Stored data entries
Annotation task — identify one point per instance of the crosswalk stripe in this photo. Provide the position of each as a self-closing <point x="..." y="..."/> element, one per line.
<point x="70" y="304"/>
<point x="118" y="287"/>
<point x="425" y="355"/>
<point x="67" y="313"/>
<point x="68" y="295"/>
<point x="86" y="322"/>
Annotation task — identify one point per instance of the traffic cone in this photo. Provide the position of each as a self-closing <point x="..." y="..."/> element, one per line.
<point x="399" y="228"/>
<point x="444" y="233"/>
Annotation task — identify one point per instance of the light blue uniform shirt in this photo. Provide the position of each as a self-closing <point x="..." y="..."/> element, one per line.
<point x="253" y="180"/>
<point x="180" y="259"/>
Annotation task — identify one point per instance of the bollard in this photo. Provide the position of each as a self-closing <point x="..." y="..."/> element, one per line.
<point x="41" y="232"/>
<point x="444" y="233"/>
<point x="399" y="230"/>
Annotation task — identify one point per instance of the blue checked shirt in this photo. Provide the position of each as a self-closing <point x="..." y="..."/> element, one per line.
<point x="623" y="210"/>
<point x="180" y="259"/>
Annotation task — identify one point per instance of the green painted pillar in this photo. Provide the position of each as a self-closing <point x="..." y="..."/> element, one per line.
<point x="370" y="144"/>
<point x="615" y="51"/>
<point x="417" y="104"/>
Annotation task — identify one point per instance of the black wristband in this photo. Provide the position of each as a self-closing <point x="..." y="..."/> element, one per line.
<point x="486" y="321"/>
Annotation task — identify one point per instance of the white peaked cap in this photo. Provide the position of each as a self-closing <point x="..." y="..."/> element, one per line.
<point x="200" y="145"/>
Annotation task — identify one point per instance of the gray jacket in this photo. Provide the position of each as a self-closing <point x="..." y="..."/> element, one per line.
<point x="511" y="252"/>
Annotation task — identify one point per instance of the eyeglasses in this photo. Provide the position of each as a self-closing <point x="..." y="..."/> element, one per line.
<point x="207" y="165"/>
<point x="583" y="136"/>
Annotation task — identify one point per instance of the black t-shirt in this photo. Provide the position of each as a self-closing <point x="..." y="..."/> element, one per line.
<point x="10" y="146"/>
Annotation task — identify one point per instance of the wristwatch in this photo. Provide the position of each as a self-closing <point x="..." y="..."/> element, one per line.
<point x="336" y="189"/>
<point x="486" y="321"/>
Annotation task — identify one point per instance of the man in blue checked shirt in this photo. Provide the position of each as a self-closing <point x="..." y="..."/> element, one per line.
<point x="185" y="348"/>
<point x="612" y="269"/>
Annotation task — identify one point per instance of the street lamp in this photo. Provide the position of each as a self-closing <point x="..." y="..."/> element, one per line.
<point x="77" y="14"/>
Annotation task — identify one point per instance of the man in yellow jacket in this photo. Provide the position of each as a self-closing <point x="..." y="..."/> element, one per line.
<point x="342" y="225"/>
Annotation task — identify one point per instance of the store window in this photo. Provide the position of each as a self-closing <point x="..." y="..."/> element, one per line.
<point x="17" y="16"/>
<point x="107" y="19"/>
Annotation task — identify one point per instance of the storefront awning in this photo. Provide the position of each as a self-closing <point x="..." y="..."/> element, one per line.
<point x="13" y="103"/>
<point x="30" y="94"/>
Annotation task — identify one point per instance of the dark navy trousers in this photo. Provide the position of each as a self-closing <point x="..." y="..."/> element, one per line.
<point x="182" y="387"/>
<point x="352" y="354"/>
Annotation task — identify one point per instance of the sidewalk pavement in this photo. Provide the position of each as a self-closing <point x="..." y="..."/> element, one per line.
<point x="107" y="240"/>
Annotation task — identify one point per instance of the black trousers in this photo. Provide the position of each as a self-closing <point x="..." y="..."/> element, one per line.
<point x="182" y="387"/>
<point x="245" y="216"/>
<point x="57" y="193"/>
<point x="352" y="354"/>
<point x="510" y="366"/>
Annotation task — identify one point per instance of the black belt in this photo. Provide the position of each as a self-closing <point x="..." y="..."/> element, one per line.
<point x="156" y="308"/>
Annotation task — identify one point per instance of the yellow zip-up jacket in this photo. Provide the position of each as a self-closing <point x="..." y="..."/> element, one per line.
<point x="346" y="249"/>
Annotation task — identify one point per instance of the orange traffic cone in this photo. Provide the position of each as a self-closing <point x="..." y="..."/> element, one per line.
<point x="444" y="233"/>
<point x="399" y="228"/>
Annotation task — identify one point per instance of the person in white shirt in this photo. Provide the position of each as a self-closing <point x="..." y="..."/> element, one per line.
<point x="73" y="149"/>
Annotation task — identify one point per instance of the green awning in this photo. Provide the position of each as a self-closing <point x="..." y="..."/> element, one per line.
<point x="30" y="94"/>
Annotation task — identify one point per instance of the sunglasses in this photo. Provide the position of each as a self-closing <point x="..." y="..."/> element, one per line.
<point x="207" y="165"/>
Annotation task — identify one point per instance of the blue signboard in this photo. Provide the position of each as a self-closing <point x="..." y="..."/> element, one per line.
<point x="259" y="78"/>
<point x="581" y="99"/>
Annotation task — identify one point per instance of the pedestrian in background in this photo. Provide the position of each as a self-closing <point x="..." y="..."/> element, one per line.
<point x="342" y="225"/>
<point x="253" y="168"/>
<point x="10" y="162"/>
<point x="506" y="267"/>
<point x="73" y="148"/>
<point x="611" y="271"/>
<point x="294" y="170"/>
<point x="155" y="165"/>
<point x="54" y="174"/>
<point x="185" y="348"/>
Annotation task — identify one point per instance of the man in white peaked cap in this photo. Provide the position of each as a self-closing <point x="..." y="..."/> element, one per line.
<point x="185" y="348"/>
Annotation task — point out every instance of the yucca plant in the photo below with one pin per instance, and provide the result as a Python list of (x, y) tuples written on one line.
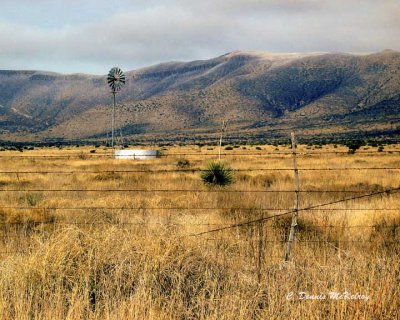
[(217, 174)]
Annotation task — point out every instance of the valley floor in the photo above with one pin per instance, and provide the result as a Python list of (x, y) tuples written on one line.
[(85, 236)]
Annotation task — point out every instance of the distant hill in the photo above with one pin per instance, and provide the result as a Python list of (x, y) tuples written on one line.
[(261, 94)]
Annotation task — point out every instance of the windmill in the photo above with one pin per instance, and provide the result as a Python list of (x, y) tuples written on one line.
[(116, 80)]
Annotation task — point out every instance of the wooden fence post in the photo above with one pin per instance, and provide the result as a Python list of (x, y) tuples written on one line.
[(220, 140), (296, 200)]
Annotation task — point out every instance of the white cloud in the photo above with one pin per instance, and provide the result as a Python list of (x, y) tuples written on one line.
[(158, 31)]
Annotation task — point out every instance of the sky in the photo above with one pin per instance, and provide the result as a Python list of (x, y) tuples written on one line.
[(91, 36)]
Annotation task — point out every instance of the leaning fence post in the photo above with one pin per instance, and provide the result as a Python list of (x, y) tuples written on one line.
[(296, 200)]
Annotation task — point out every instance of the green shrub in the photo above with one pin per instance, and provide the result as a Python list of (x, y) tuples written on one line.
[(217, 174), (183, 163)]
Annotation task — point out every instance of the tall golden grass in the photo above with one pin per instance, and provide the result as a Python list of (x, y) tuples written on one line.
[(86, 255)]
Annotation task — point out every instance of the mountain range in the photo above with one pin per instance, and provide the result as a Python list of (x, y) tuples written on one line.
[(260, 94)]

> [EXERCISE GOAL]: When you transcribe these entries, keep every word exact and drop the pictures.

> [EXERCISE RESPONSE]:
Annotation task — identify one point per instance of the crosswalk stripe in this photo. Provide the position of each as a self-closing <point x="..." y="..."/> element, one per line.
<point x="70" y="304"/>
<point x="118" y="287"/>
<point x="425" y="355"/>
<point x="67" y="313"/>
<point x="68" y="295"/>
<point x="86" y="322"/>
Annotation task — identify one point per instance of the traffic cone in this photo. Provide the position of each as a self-closing <point x="..." y="..."/> element, one per line.
<point x="399" y="228"/>
<point x="444" y="233"/>
Annotation task — identify one point per instance of the light blue uniform shirt in this photo. Provide the position of each as a self-closing <point x="..." y="..."/> element, one per line.
<point x="253" y="180"/>
<point x="180" y="259"/>
Annotation task — identify one point per instance of the bollard in this photo. Provide the position of each as a self-closing <point x="..." y="..."/> element, one per line.
<point x="41" y="232"/>
<point x="444" y="233"/>
<point x="399" y="230"/>
Annotation task — identify one point per instance of the blue checked shirt in this photo. Provide the position of each as a self-closing <point x="..." y="..."/> element, one per line.
<point x="623" y="210"/>
<point x="180" y="259"/>
Annotation task — identify one point per instance of the green painted pillar in this photo. Provide the position of each as a self-closing <point x="..." y="..."/> element, one per line.
<point x="370" y="144"/>
<point x="615" y="51"/>
<point x="417" y="104"/>
Annotation task — identify one point per instance of the black wristband in this photo. Provide the position of each as a self-closing <point x="..." y="..."/> element, one per line.
<point x="486" y="321"/>
Annotation task — identify one point per instance of the white peaked cap in this photo. Provide the position of each as a self-closing <point x="..." y="..."/> element, one per line.
<point x="200" y="145"/>
Annotation task — identify one point per instance of the gray jacket in this photo. Provide the position of each as a self-closing <point x="..." y="..."/> element, one per line.
<point x="511" y="252"/>
Annotation task — identify one point per instance of the eyeglasses in this photo. Provide the position of each as a self-closing <point x="..." y="..."/> element, one per line.
<point x="207" y="165"/>
<point x="583" y="136"/>
Annotation task — identify one point per instance of the black t-shirt in this photo. Provide the position of each as a self-closing <point x="..." y="..."/> element, one per line.
<point x="10" y="146"/>
Annotation task — identify one point per instance of the wristwatch in this photo. Provide the position of each as a self-closing <point x="..." y="..."/> element, one per line.
<point x="336" y="189"/>
<point x="486" y="321"/>
Annotation task — identify one point per instance of the man in blue checked shirt in this photo. Provide the position of each as a self-closing <point x="..." y="..."/> element, one per line.
<point x="185" y="348"/>
<point x="612" y="269"/>
Annotation task — identify one point per instance of the street lamp in this photo. Provide the position of each as a self-closing <point x="..." y="..."/> element, one per line.
<point x="77" y="14"/>
Annotation task — identify one point per instance of the man in yellow jacket in this photo. Provide the position of each as a self-closing <point x="..." y="..."/> element, one per line.
<point x="342" y="225"/>
Annotation task — identify one point per instance of the store window in this photo. Provide the position of each as a self-closing <point x="..." y="..."/> element, one per line.
<point x="17" y="16"/>
<point x="107" y="19"/>
Annotation task — identify one point per instance of the storefront awning in this photo. Provide the position of each as a self-closing <point x="..." y="..."/> element, one per line.
<point x="13" y="103"/>
<point x="30" y="94"/>
Annotation task — identify one point per instance of the dark navy trousers in this photo. Provide the position of each as a self-closing <point x="..." y="..."/> element, one per line.
<point x="182" y="387"/>
<point x="352" y="354"/>
Annotation task — identify one point per instance of the sidewalk pavement in this photo. Provide the position of each as a self-closing <point x="..." y="..."/> element, one per line.
<point x="107" y="240"/>
Annotation task — identify one point per instance of the black trousers in this photo. Provide the position of each as a self-closing <point x="..." y="..."/> element, one per line.
<point x="182" y="387"/>
<point x="245" y="216"/>
<point x="57" y="193"/>
<point x="352" y="354"/>
<point x="510" y="366"/>
Annotation task — identify one point per instance of the black belt in this photo. Provide the position of each as a self-closing <point x="..." y="..."/> element, one per line.
<point x="156" y="308"/>
Annotation task — identify one point per instance of the yellow zip-up jacket in this photo. Provide the position of each as a self-closing <point x="..." y="..."/> element, one per line.
<point x="346" y="249"/>
Annotation task — identify one point per instance of the orange traffic cone in this photo. Provide the position of each as a self-closing <point x="..." y="..."/> element, one per line.
<point x="444" y="233"/>
<point x="399" y="228"/>
Annotation task — identify one point per instance of the person in white shirt in this photo. Provide the position of each as a self-closing <point x="..." y="..."/> element, one per line.
<point x="73" y="149"/>
Annotation task — identify one point per instance of the green awning in this photo. Provide the position of each as a self-closing <point x="..." y="..."/> element, one per line.
<point x="30" y="94"/>
Annotation task — identify one point per instance of the sunglasses in this photo. Provide the position of each as a self-closing <point x="..." y="..."/> element, one per line.
<point x="207" y="165"/>
Annotation task — identify one point per instance of the blue signboard in this photo. Provide the position of each as a self-closing <point x="..." y="..."/> element, one per line.
<point x="259" y="78"/>
<point x="581" y="99"/>
Annotation task — identify one point per instance of the pedestrian in background in this photo. Provide the position of each as a self-closing <point x="..." y="..."/> element, one per line.
<point x="342" y="225"/>
<point x="253" y="168"/>
<point x="10" y="162"/>
<point x="506" y="267"/>
<point x="73" y="148"/>
<point x="611" y="271"/>
<point x="294" y="170"/>
<point x="155" y="165"/>
<point x="54" y="174"/>
<point x="185" y="348"/>
Annotation task — identify one point per instance of the man in white peaked cap in this photo. Provide the position of each as a self-closing <point x="..." y="..."/> element, one per line.
<point x="185" y="348"/>
Annotation task — point out every instance of the yucca plant in the photo below with one pin per instance, and provide the result as a Python list of (x, y) tuples written on one line.
[(217, 174)]
Annotation task — point out every instance of the valley floor in the photo above with one pin per instance, and provide the result as a Python list of (x, y) tuples written on one line.
[(85, 236)]
Annotation task — point out every instance of the distant hill in the photo above with one pin per instance, and provide the result as a Python list of (x, y) tuples written on one line.
[(261, 94)]
Annotation task — point out every instance of the windmill in the photo above with one pin per instance, and provide the result as a Python list of (x, y) tuples written on one line.
[(116, 80)]
Annotation task — point out every instance of the wooden fence post in the photo above with one pin per instance, and provide the result as a Python list of (x, y) tuples written on one line.
[(220, 140), (296, 200)]
Annotation task — point out every instance of the white cloud in the photo above with one pin per instance, and provide the result as a Python list of (x, y) tuples written on one line.
[(158, 31)]
Annotation task — point out every instance of the sky in the photo above with one pin per instance, and provide the result as a Python list of (x, y) tuples written on one line.
[(91, 36)]
Annotation task — point out every instance of the leaning fence post in the photo above with one pin per instance, and provide the result as a Python list of (x, y) tuples written on one line.
[(296, 200)]
Annotation task — point out every instance of the green shrub in the photo above with one pin per instance, and provide the result as a Python list of (x, y) tuples written on one line.
[(217, 174), (183, 163)]
Annotation task — point out every instance of the tall golden grass in the photo above with one pin per instance, and provide the result as a Python list of (x, y) tuples written on one line.
[(86, 255)]
Annotation task — point out every instance of the mountain range in the photo above with one pin per instance, and provide the result as a Python list of (x, y) tuples written on one line.
[(260, 94)]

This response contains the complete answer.